-- START DATA SHOWN --
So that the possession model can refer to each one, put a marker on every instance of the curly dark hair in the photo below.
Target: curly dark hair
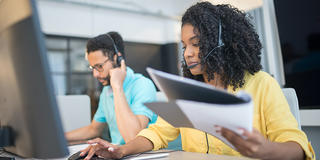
(242, 48)
(104, 43)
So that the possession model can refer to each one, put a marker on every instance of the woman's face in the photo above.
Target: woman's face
(191, 49)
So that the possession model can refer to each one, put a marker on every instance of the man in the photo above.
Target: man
(124, 92)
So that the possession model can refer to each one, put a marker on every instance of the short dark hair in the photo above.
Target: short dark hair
(104, 43)
(242, 48)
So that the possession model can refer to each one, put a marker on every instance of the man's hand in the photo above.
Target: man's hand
(103, 149)
(117, 76)
(254, 145)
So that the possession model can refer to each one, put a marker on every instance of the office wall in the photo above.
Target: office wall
(67, 19)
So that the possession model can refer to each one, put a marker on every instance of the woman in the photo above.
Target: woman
(222, 49)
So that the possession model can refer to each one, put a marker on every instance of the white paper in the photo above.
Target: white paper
(205, 116)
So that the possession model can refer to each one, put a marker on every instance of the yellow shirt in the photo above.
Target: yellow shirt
(272, 118)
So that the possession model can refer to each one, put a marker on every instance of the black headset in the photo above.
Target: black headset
(220, 44)
(116, 51)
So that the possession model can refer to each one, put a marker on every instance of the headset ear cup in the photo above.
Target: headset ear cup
-- END DATA SHOWN --
▶ _WRITTEN PROBLEM_
Update all of the entries above by replacing "put a marker" with "place a point" and changing nothing else. Leave the pictures out of your answer.

▶ _RESPONSE FOR THIS EXERCISE_
So that the possession model can refer to each one, place a point on every instance of the curly dark hair in the photo below.
Target: curly dark hair
(242, 48)
(104, 43)
So that the possession model can refer to each one, place a point on every instance of the woman's face in the photo above.
Target: woman's face
(191, 49)
So that the possession model can refer to each one, place a point on every instance of the man in the photo above.
Target: man
(124, 92)
So that the possession model can refer to each one, place a point on every instance of the short dark hair in the photo above.
Target: short dark hair
(104, 43)
(242, 48)
So that the possession model can refer to each one, place a point on every instance of the man's hand in the photo above.
Target: man's hand
(103, 149)
(117, 76)
(254, 145)
So that the possession model can refer to each one, place a point on every instance of the office wall in the photo above.
Target: office wall
(67, 19)
So that the possession model can refer to each one, place a point on every instance of the woman in the photo above.
Target: woman
(222, 49)
So that the possession model can refer to each one, place a point on every instance of the white paper in the photo above.
Target: white paper
(205, 116)
So that the possession model can refer to each one, place a point on every instance of the yellow shirt in the photo above.
Target: yellow shirt
(272, 118)
So that the possession model can refer to each one, place a point on every instance of the black headset in the photo above.
Target: black headset
(220, 44)
(116, 51)
So that the possession model can refer to each one, place a point on every instance of the headset ear cup in the photo above.
Target: headset ear cup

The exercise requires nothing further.